§ **MATERIAL PROVIDED**
──────────────────────────────
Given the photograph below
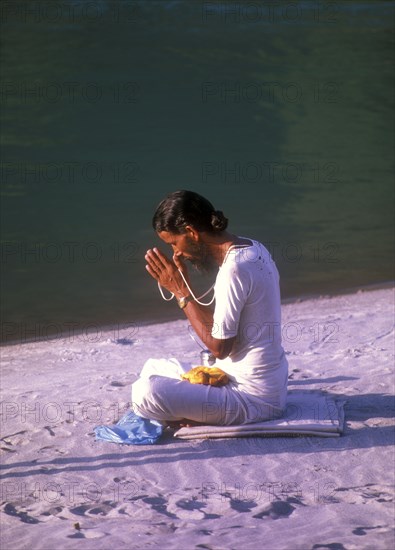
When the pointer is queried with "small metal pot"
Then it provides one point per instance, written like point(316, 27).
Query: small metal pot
point(207, 358)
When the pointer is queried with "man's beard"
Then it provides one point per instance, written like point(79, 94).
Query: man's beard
point(202, 260)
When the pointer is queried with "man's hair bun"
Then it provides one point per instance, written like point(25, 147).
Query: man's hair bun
point(218, 221)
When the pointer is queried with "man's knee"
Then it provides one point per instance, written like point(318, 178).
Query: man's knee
point(143, 394)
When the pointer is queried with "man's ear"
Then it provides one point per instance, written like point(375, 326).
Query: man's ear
point(192, 233)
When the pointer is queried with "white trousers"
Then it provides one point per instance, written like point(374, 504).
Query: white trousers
point(160, 394)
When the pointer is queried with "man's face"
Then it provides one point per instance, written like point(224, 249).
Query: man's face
point(186, 248)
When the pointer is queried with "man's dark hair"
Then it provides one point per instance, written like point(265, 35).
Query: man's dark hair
point(183, 208)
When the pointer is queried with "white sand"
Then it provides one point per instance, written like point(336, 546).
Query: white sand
point(272, 493)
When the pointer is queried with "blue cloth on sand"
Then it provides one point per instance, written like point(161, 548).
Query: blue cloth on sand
point(131, 429)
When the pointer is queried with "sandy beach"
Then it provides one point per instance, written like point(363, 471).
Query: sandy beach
point(62, 489)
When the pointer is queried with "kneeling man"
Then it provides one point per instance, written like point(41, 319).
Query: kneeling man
point(242, 330)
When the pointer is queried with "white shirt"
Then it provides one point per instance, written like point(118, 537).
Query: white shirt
point(248, 305)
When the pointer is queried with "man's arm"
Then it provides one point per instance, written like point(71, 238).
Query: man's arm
point(166, 272)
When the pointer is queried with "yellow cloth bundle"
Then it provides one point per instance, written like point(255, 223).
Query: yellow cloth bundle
point(212, 376)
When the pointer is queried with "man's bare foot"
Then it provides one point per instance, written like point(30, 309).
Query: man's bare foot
point(184, 423)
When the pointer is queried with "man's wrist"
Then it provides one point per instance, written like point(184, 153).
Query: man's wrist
point(184, 300)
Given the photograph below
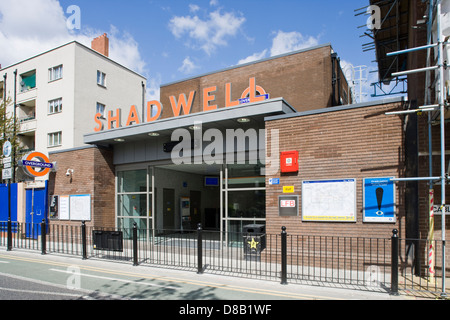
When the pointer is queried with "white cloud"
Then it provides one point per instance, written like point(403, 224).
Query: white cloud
point(285, 42)
point(188, 66)
point(207, 34)
point(254, 57)
point(194, 8)
point(28, 28)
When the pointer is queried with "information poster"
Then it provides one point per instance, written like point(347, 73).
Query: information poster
point(80, 207)
point(379, 200)
point(329, 200)
point(64, 208)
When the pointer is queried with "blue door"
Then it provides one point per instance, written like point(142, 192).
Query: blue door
point(4, 209)
point(36, 210)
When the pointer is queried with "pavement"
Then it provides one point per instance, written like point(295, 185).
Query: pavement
point(125, 281)
point(179, 294)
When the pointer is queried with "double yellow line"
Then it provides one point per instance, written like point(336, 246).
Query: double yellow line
point(272, 293)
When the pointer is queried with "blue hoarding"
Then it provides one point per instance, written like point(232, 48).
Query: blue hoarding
point(379, 200)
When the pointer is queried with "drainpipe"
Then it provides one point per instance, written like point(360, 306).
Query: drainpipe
point(333, 78)
point(14, 129)
point(143, 102)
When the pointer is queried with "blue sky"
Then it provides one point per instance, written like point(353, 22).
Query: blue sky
point(170, 40)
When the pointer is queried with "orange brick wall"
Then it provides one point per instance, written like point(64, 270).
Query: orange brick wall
point(303, 79)
point(354, 143)
point(93, 174)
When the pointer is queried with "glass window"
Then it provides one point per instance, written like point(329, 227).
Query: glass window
point(132, 205)
point(246, 176)
point(54, 139)
point(55, 106)
point(28, 81)
point(132, 181)
point(55, 73)
point(100, 109)
point(101, 78)
point(247, 204)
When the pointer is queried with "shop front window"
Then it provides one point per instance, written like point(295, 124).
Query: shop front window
point(244, 190)
point(134, 198)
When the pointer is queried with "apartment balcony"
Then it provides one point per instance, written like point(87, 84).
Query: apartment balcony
point(26, 113)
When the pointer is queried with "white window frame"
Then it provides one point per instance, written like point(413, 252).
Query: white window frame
point(98, 107)
point(101, 78)
point(55, 73)
point(55, 139)
point(55, 106)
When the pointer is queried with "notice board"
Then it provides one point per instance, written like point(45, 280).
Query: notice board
point(329, 200)
point(379, 200)
point(80, 207)
point(64, 208)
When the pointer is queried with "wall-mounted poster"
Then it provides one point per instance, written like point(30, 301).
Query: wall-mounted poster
point(64, 208)
point(80, 207)
point(378, 200)
point(329, 200)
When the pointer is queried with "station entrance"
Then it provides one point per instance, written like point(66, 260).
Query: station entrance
point(176, 198)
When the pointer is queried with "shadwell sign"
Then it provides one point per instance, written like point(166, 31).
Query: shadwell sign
point(253, 93)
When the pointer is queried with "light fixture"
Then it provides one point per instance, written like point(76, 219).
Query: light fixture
point(243, 120)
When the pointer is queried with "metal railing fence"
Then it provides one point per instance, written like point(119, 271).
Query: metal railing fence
point(375, 264)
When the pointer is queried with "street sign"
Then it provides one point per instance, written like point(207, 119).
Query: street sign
point(7, 149)
point(7, 173)
point(274, 181)
point(29, 164)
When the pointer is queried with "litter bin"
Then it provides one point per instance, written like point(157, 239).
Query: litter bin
point(254, 240)
point(108, 240)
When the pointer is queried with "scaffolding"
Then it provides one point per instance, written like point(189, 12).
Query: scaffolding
point(436, 110)
point(390, 57)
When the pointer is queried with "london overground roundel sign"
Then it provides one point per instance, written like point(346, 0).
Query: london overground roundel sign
point(36, 164)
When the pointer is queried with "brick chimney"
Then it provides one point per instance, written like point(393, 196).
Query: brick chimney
point(101, 44)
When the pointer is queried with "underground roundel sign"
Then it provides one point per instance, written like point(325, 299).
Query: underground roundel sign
point(36, 164)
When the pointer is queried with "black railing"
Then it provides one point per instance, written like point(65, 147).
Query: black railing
point(375, 264)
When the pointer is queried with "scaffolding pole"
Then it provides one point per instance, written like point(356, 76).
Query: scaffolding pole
point(441, 107)
point(442, 110)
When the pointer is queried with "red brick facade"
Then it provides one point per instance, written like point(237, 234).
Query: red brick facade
point(93, 174)
point(351, 143)
point(304, 79)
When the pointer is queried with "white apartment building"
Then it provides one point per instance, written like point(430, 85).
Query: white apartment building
point(58, 93)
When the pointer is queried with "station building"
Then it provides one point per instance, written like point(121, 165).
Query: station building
point(277, 142)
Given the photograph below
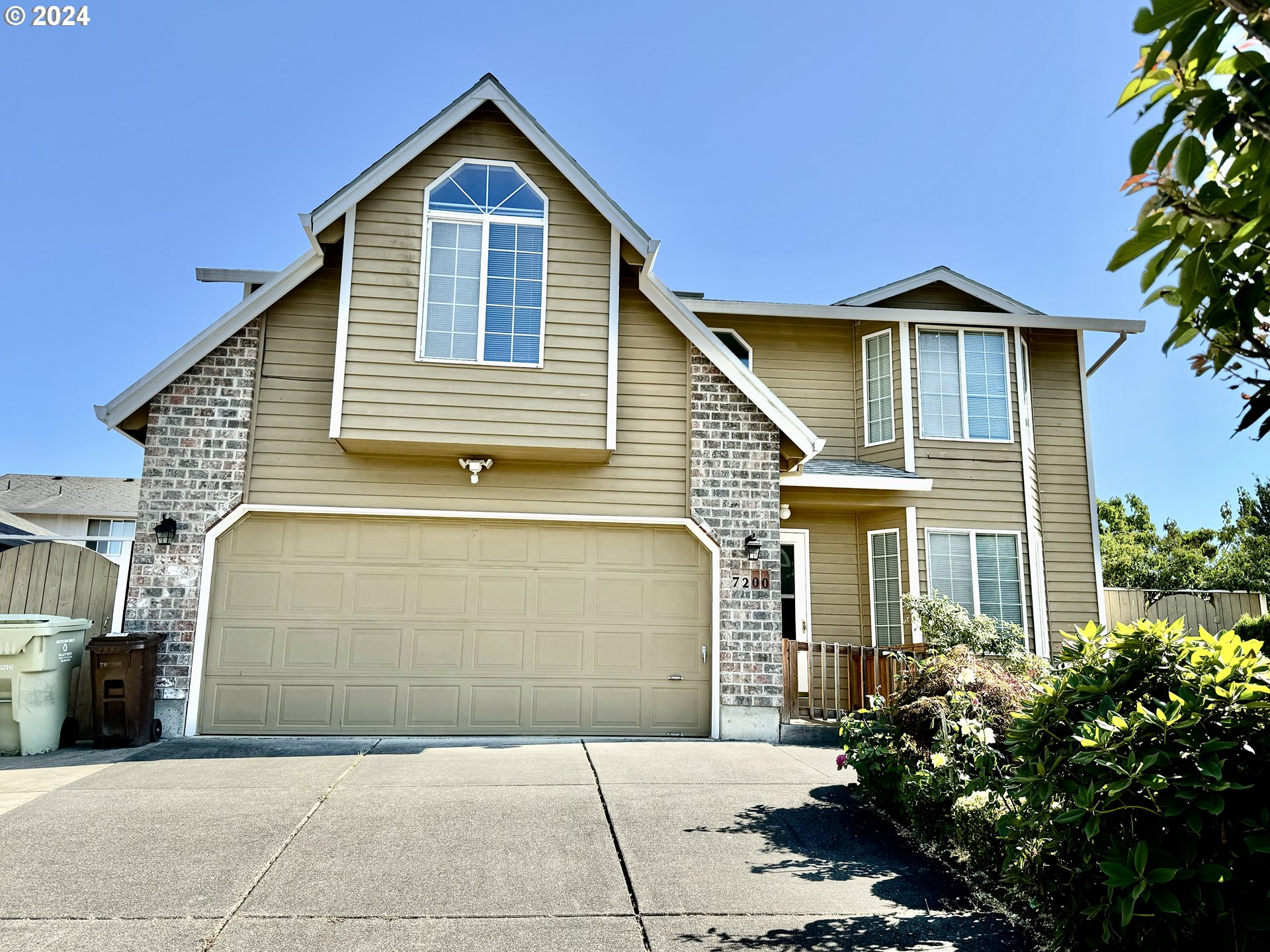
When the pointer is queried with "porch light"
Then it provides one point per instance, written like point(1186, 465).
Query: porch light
──────────────────────────────
§ **EXERCISE GOAL**
No picture is to appear in the copy; every entry above is otherwise to be printed verbatim.

§ **TASK SOLUTION**
Given the photograph below
When the pointer is queried with "small metal pot"
Then it provides one point per instance, written like point(316, 27).
Query: small metal pot
point(207, 358)
When the pointer is queried with "man's beard"
Then it provides one point per instance, written like point(79, 94).
Query: man's beard
point(202, 260)
When the pointer is queried with "man's hair bun"
Then it provides one point per instance, written like point(25, 147).
Query: man's hair bun
point(218, 221)
When the pointer is queried with "man's knee"
Then it provides one point per instance, written like point(318, 178).
Query: man's knee
point(143, 394)
When the pointer is queried with "man's ear"
Then it provides one point per instance, written like point(375, 326).
Query: man's ear
point(192, 233)
When the pointer is queried with "white trousers"
Then it provides one point per instance, written like point(374, 504).
Query: white trousers
point(160, 394)
When the pointer is queried with "man's face"
Then it provides one point per instance, written like point(224, 249).
Query: man's face
point(186, 248)
When the pointer is queried with "man's dark hair"
Then it provides one point per instance, written like point(265, 35).
Query: man's dark hair
point(183, 208)
When the pointer is queried with "white sand"
Then it provides one point per instance, written like point(336, 546).
Query: white sand
point(272, 493)
When the pointer is queried with "blue cloth on sand"
Then it provides one point per instance, written like point(161, 548).
Query: blue cloth on sand
point(131, 429)
When the pointer is queried with "sandy beach"
Then it provides one point per instance, written like point(363, 471).
Query: sandy beach
point(62, 489)
When the pointer is queried with "kneeling man"
Then it provides one point per instance, written like point(41, 319).
Query: kneeling man
point(242, 330)
When the pointer is queried with "white shirt"
Then it provides one point per instance, written like point(118, 537).
Query: white shirt
point(248, 305)
When the pointer is queried with "man's arm"
Then it provides one point per instance, written like point(71, 238).
Query: man's arm
point(166, 272)
When the pointer is queried with "yellow cloth bundle"
Then it provides one point per instance, written like point(255, 223).
Query: yellow cloth bundle
point(212, 376)
When the pointer is queried with "man's bare foot"
Then it provides one point per instance, written like point(30, 309).
Query: man's bare foot
point(184, 423)
When the pointer is queried with "man's wrist"
Then it provides one point per instance, written like point(184, 153).
Query: man's wrist
point(184, 300)
Given the photograph below
When the pointer is queried with "white cloud"
Then it provides one point per instance, written like point(403, 224).
Query: white cloud
point(285, 42)
point(188, 66)
point(207, 34)
point(254, 57)
point(194, 8)
point(28, 28)
When the pointer is queried with "information poster"
Then it provides one point per instance, written like point(347, 73).
Query: information poster
point(80, 207)
point(379, 200)
point(329, 200)
point(64, 208)
When the pointer is queried with "blue door"
Then it provides one point per instance, written like point(142, 192).
Query: blue door
point(4, 209)
point(36, 210)
When the pointer is queried with "pavement"
Then it provides one point per instance, written like point(295, 185).
Query: pavement
point(125, 281)
point(179, 294)
When the pointer is queried with "double yellow line"
Then it provides one point per instance, written like point(336, 246).
Query: double yellow line
point(272, 293)
When the pointer is queried with "blue hoarding"
Then it provides one point per instance, written like point(232, 48).
Query: blue hoarding
point(379, 200)
When the pointer is queried with "drainpipe"
Then it provides one point per instance, written like point(360, 306).
Query: drainpipe
point(333, 78)
point(14, 129)
point(143, 102)
When the pointer is queried with "blue sky"
Then it provides one point per instance, written like point(353, 22).
Query: blue sky
point(170, 40)
When the pointer is queried with "orange brick wall"
Then it provides one point per instance, written like point(64, 270).
Query: orange brick wall
point(303, 79)
point(354, 143)
point(93, 174)
When the pointer is queried with "glass window"
Then it provides one point per instance, written like point(329, 227).
Query: glass window
point(132, 205)
point(246, 176)
point(54, 139)
point(55, 106)
point(28, 81)
point(132, 181)
point(55, 73)
point(100, 109)
point(101, 78)
point(247, 204)
When the pointer is queried with "shop front window"
Then it provides one point per instance, written like point(295, 124).
Query: shop front window
point(244, 190)
point(134, 198)
When the pointer is queried with "apartment balcony"
Then it provides one point per instance, written like point(87, 84).
Query: apartment balcony
point(26, 113)
When the pointer is queried with "white window frame"
Then it provides one point per instance, written like point(413, 252).
Query: white window frame
point(98, 107)
point(101, 78)
point(55, 73)
point(55, 139)
point(55, 106)
When the pointer is queried with "notice board"
Then it provides one point per instance, written like point(45, 280).
Query: notice board
point(329, 200)
point(379, 200)
point(80, 207)
point(64, 208)
When the pointer is queried with "wall-mounted poster"
Then it provides one point per instance, written like point(30, 301).
Query: wall-mounted poster
point(64, 208)
point(80, 207)
point(378, 200)
point(329, 200)
When the pointer is queried with "station entrance"
Then it provides one point per instance, written like point(66, 260).
Query: station entrance
point(176, 198)
When the pointer is queried with "shadwell sign"
Then it provides one point per instance, written like point(166, 31).
Query: shadwell sign
point(253, 93)
When the pointer is queried with "light fixture"
Then it provides one point per instance, written like point(76, 219).
Query: light fixture
point(243, 120)
When the pointer is queried with "metal railing fence"
Then it provides one point per instance, written like point(119, 271).
Query: metal railing fence
point(375, 264)
When the pointer is queried with "street sign"
Then it provides one point per instance, written like point(207, 119).
Query: street sign
point(7, 149)
point(7, 173)
point(274, 181)
point(29, 164)
When the pointer is queried with "litter bin"
Then it provides one point per instance, written like point(157, 239).
Query: litter bin
point(254, 240)
point(108, 240)
When the pointer is queried with "scaffolding"
Then it provides one point per instance, written like point(189, 12).
Query: scaffolding
point(436, 110)
point(390, 57)
When the pointer is queried with "london overground roundel sign"
Then it provides one point per instance, written like point(346, 0).
Query: london overground roundel sign
point(36, 164)
When the pointer is queried with "brick chimney"
Then it provides one point per instance, written like point(393, 196).
Query: brick chimney
point(101, 44)
When the pointer is queried with "underground roundel sign"
Then it provides one point per instance, written like point(325, 299).
Query: underground roundel sign
point(36, 164)
When the pointer is queried with "black railing"
Then it provides one point per instance, written like point(65, 147).
Query: black railing
point(375, 264)
When the pointer is queried with "scaffolding pole"
Then it provides one point per instance, written like point(356, 76).
Query: scaffolding pole
point(441, 107)
point(442, 110)
When the pointer is queried with "red brick facade"
Then it provides one point per instance, written like point(237, 234).
Query: red brick facade
point(93, 174)
point(351, 143)
point(304, 79)
When the pointer is queried with "white apartment building"
Then it provides one point per instance, written like point(430, 85).
Query: white apartment building
point(58, 93)
When the pointer is queried with "station building"
Then it provides one point per instance, written like point(121, 165).
Query: station building
point(277, 142)
Given the photograph below
When the pointer is queried with "porch light"
Then it provides one point per instance, written like point(1186, 465).
Query: porch light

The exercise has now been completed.